--- Assigned task ---
Spot each line in the records below where the word "gets" occurs, then copy it.

Collected data entries
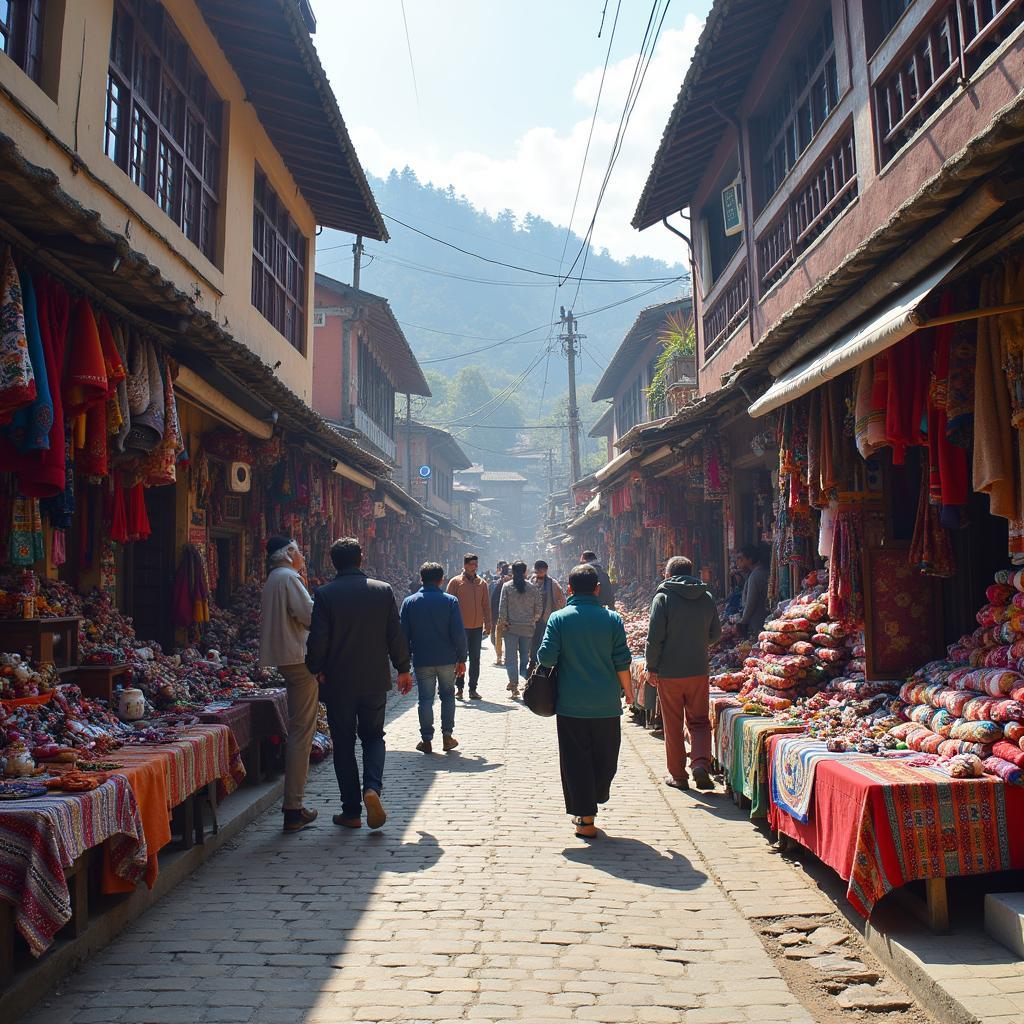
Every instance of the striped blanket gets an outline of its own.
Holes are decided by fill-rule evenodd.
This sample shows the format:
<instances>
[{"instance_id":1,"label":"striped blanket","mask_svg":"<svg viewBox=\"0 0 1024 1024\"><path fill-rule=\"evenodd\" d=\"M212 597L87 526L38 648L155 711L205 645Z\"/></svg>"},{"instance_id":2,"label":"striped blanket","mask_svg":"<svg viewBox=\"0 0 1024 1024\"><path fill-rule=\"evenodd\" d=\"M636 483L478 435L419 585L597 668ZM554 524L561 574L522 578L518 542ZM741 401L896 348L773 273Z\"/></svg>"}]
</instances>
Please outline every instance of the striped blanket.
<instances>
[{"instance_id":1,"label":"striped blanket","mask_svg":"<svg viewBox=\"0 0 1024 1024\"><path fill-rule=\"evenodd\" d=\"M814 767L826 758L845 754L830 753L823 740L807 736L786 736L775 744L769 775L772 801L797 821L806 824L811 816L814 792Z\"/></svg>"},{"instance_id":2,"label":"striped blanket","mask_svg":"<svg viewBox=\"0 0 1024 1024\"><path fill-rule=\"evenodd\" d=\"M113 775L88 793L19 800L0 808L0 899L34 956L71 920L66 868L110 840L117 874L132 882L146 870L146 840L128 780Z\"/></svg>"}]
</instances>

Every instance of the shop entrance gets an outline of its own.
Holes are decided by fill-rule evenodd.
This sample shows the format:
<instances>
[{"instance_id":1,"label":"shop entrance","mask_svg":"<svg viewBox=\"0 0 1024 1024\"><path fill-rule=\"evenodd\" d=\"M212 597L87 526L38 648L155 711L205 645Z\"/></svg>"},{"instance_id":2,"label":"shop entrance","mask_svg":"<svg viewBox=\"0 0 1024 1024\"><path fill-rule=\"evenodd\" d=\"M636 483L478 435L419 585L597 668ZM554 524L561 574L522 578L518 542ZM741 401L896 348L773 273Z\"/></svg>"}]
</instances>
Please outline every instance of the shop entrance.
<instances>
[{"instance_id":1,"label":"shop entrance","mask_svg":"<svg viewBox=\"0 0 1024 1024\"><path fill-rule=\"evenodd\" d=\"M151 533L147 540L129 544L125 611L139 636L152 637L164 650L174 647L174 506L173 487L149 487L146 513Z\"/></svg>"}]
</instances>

--- Solution for this exercise ---
Every instance of the striped blanket gets an outline of its own.
Every instance of the shop entrance gets an outline of its own.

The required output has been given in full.